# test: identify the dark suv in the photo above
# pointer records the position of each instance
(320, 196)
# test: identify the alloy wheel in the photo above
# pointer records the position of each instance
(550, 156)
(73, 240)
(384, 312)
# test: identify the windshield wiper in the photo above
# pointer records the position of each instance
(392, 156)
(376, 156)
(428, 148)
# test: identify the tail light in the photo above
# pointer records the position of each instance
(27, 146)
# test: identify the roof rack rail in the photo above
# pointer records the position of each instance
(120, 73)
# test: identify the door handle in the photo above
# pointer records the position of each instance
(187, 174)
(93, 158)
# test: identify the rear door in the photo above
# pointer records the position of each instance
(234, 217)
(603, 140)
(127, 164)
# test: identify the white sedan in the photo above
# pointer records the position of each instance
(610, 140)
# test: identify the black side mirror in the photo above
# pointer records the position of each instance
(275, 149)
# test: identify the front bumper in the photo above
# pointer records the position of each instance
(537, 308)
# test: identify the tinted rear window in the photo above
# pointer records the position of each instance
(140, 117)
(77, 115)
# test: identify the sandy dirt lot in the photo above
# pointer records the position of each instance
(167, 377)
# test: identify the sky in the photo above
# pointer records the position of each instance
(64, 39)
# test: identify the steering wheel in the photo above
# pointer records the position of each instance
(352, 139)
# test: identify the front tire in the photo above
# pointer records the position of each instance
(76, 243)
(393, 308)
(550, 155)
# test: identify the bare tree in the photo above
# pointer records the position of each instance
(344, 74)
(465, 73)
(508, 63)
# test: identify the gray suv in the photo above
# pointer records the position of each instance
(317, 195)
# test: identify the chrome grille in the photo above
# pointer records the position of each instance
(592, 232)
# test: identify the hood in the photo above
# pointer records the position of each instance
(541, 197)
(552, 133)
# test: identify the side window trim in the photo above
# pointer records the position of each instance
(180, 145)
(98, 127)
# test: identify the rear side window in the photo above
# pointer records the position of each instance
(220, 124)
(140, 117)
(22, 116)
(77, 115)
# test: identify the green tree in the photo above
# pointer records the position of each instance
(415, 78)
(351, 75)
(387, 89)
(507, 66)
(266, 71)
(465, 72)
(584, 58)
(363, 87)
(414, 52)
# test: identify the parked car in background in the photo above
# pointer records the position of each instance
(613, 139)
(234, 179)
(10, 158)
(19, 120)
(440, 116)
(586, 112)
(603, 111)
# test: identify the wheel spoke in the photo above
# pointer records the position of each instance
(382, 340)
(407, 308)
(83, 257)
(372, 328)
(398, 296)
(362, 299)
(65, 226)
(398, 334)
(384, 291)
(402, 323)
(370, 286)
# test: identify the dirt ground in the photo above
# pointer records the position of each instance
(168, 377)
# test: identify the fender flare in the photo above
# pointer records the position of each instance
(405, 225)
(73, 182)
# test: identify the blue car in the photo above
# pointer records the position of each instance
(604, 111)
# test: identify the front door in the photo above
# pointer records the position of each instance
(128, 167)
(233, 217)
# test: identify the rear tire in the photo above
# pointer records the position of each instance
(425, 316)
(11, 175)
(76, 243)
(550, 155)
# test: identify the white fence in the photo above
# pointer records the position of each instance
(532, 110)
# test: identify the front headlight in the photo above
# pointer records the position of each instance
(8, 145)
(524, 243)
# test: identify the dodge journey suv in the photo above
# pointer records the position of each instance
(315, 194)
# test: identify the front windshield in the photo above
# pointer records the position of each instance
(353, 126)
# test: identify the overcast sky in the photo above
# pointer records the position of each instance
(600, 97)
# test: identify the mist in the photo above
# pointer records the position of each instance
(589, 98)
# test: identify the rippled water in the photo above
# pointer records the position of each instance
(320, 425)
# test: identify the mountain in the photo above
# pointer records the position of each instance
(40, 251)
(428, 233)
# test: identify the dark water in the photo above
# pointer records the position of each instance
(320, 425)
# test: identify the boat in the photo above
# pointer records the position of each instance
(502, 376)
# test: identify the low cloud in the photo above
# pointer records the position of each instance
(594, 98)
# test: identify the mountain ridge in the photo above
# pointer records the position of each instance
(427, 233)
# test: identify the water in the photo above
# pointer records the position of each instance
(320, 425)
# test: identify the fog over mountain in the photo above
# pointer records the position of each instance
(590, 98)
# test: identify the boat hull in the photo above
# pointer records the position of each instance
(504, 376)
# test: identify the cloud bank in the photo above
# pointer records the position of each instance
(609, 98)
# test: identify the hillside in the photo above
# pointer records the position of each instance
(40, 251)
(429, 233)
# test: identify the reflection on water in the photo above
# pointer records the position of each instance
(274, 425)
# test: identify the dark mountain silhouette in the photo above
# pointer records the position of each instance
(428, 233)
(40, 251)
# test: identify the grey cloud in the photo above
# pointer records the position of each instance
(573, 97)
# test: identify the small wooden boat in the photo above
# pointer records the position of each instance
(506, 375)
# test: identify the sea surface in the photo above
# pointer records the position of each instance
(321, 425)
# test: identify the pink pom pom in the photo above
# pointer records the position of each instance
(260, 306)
########################################
Repeat all entries. Match them exactly.

Final result:
# test: identify the dark suv in the photo above
# pointer records the position of each instance
(320, 196)
# test: identify the alloy wheel in the photo above
# pointer records the position of each instance
(550, 156)
(73, 240)
(384, 312)
# test: identify the windshield wiper in the photo above
# pointer records the position of each instance
(392, 156)
(376, 156)
(428, 148)
# test: identify the tail light in the photo above
# pointer records the position of each instance
(27, 146)
# test: identify the roof rack rail in the photo above
# pointer records the position of each instance
(120, 73)
# test: identify the door handle in the photo above
# pointer records the position of each instance
(187, 174)
(93, 158)
# test: identify the rear door in the photo above
# pointer records the position of each instance
(234, 217)
(603, 140)
(127, 164)
# test: identify the white sedan in the photo above
# pointer records the position of each instance
(610, 140)
# test: identify the black side mirror in the photo above
# pointer records the position of each instance
(275, 149)
# test: identify the front bumper in the photo above
# pointer records the position of each instance
(537, 308)
# test: identify the tinted rear window in the photo above
# pointer records the position of each instance
(140, 117)
(77, 115)
# test: identify the sandy dirt lot in the photo above
# pointer records the position of each instance
(167, 377)
# test: identify the sky in the photo above
# pointer records the position of each instance
(64, 39)
# test: identify the steering wheel in the photo above
# pointer records the position of each instance
(352, 139)
# test: identify the front tire in the photo above
# pointer records the position of each instance
(76, 243)
(393, 308)
(550, 155)
# test: identify the bare tree in the photo above
# pointer records the position of each instance
(344, 74)
(465, 73)
(508, 63)
# test: identify the gray suv in the photo above
# pointer records the position of each instance
(317, 195)
# test: identify the chrome grille in the photo above
# pointer records the position of each instance
(592, 232)
# test: identify the hood in the photo above
# pointer records the position of each instance
(541, 197)
(552, 133)
# test: identify the side window trim in the photo above
# pointer records the position of each instance
(180, 145)
(98, 127)
# test: identify the rear side window in the photo above
# pointer records the position of each instance
(220, 124)
(140, 117)
(22, 116)
(77, 115)
# test: identify the green tree in the photo above
# pointer records the position of each instance
(415, 78)
(351, 75)
(387, 89)
(507, 66)
(266, 71)
(465, 72)
(584, 58)
(363, 87)
(414, 52)
# test: identify the parked car in background in the photo above
# pointer records the position of each instance
(613, 139)
(234, 179)
(10, 158)
(19, 120)
(440, 116)
(586, 112)
(603, 111)
# test: identify the wheel spoke in the photo above
# pointer records the position of each instance
(382, 340)
(407, 308)
(83, 257)
(372, 328)
(398, 296)
(362, 299)
(65, 226)
(398, 334)
(384, 291)
(402, 323)
(370, 286)
# test: identify the dirt ground in the photo above
# pointer records the position of each instance
(168, 377)
# test: identify the fender flare in the photo above
# pointer records the position of each instance
(405, 225)
(73, 182)
# test: identify the blue car in the photo above
# pointer records the position of each instance
(604, 111)
# test: identify the front door in the photo above
# pointer records the position of each instance
(128, 167)
(233, 217)
# test: identify the rear tire in the photo above
# pointer records the position of each instance
(425, 316)
(11, 175)
(76, 243)
(550, 155)
# test: identify the white fence in the photo above
# pointer records the position of each instance
(532, 110)
# test: identify the front headlight in the photo above
# pointer records the position of each instance
(8, 145)
(524, 243)
# test: identify the dodge journey suv in the photo above
# pointer records the position of each instance
(315, 194)
# test: identify the front windshield in the photo above
# pointer records the position of each instance
(353, 126)
# test: identify the overcast sky in the photo above
# pointer records the position of each instance
(600, 97)
# test: identify the mist in the photo above
# pointer records the position of each instance
(589, 98)
# test: identify the rippled water in the photo above
# pointer records the position of each instance
(320, 425)
# test: identify the mountain in the photo above
# pointer records the position of each instance
(40, 251)
(428, 233)
# test: identify the dark water in the photo above
# pointer records the position of each instance
(320, 425)
# test: identify the boat in the photo above
# pointer records the position of each instance
(502, 376)
# test: identify the low cloud in the photo above
# pointer records the position of each instance
(594, 98)
# test: identify the mountain ridge in the photo above
# pointer records the position of each instance
(427, 233)
# test: identify the water in the photo above
# pointer records the position of each instance
(320, 425)
# test: identify the fog over mountain in the photo above
# pointer records the position of each instance
(590, 98)
# test: identify the boat hull in the photo above
# pointer records the position of each instance
(504, 376)
# test: identify the cloud bank in the photo above
# pointer records the position of each instance
(609, 98)
# test: identify the hillside in the photo above
# pointer records the position of each instance
(40, 251)
(429, 233)
# test: identify the reflection on water in the photo above
# pointer records the position of each instance
(274, 425)
# test: identify the dark mountain silhouette in the photo above
# pointer records the position of each instance
(428, 233)
(40, 251)
# test: identify the grey cloud in the photo above
# pointer records the position of each instance
(573, 97)
# test: identify the small wooden boat in the photo above
# pointer records the position of each instance
(506, 375)
# test: identify the sea surface in the photo above
# pointer records the position of each instance
(321, 425)
# test: identify the pink pom pom in the photo above
# pointer records the position of each instance
(260, 306)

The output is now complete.